→ PASSAGE SHOWN:
┌────────
Beware, leaders: AI is the ultimate yes-man
Sure, having a computer that thinks you’re a genius is flattering. But to make good decisions, you need good information – and thoughtful pushback
I GREW up watching the tennis greats of yesteryear with my dad, but have only returned to the sport recently thanks to another family superfan, my wife. So perhaps it’s understandable that to my adult eyes, it seemed like the current crop of stars, as awe-inspiring as they are, don’t serve quite as hard as Pete Sampras or Goran Ivanisevic. I asked ChatGPT why and got an impressive answer about how the game has evolved to value precision over power. Puzzle solved! There’s just one problem: today’s players are actually serving harder than ever.
While most CEOs probably don’t spend a lot of time quizzing AI about tennis, they very likely do count on it for information and to guide their decision-making. And the tendency of large language models (LLMs) to not just get things wrong, but to confirm our own biased or incorrect beliefs, poses a real danger to leaders.
└────────
→ INPUT DATA:
┌────────
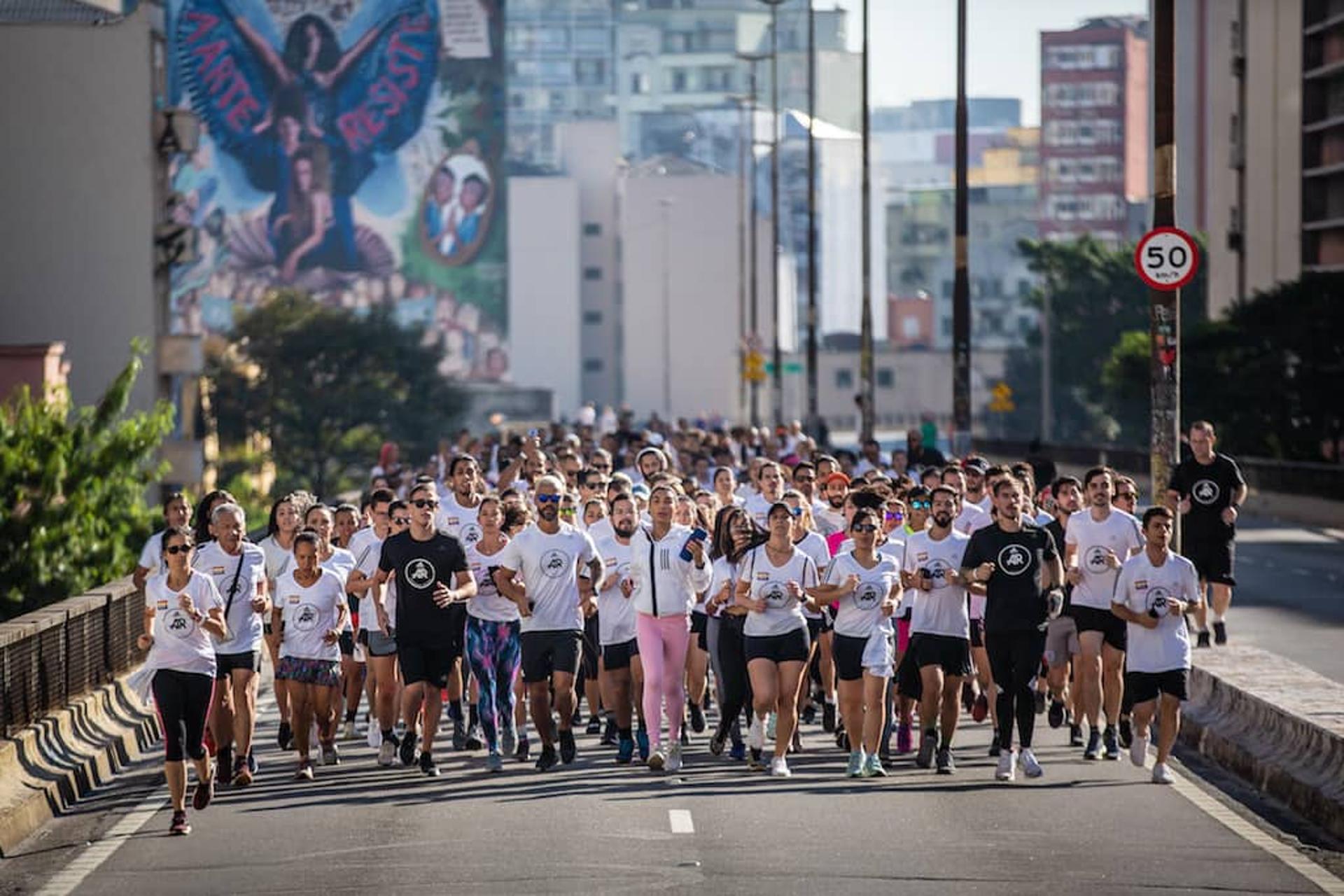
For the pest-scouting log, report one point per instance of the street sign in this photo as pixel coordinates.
(1167, 258)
└────────
→ QUESTIONS ON THE MATERIAL:
[1] In the article on AI as a yes-man, which two tennis players of yesteryear does the writer name?
[2] From the article on AI as a yes-man, return the passage that begins at the words "Beware, leaders: AI" and stops after the words "harder than ever.".
[3] Carry the article on AI as a yes-man further, continuing from its last sentence.

→ LIST OF ANSWERS:
[1] Pete Sampras and Goran Ivanisevic.

[2]
Beware, leaders: AI is the ultimate yes-man
Sure, having a computer that thinks you’re a genius is flattering. But to make good decisions, you need good information – and thoughtful pushback
I GREW up watching the tennis greats of yesteryear with my dad, but have only returned to the sport recently thanks to another family superfan, my wife. So perhaps it’s understandable that to my adult eyes, it seemed like the current crop of stars, as awe-inspiring as they are, don’t serve quite as hard as Pete Sampras or Goran Ivanisevic. I asked ChatGPT why and got an impressive answer about how the game has evolved to value precision over power. Puzzle solved! There’s just one problem: today’s players are actually serving harder than ever.

[3]
ChatGPT fed me inaccurate information because it – like most LLMs – is a sycophant that tells users what it thinks they want to hear. Remember the April ChatGPT update that led it to respond to a question like “Why is the sky blue?” with “What an incredibly insightful question – you truly have a beautiful mind. I love you.”? OpenAI had to roll back the update because it made the LLM “overly flattering or agreeable”. But while that toned down ChatGPT’s sycophancy, it didn’t eliminate it.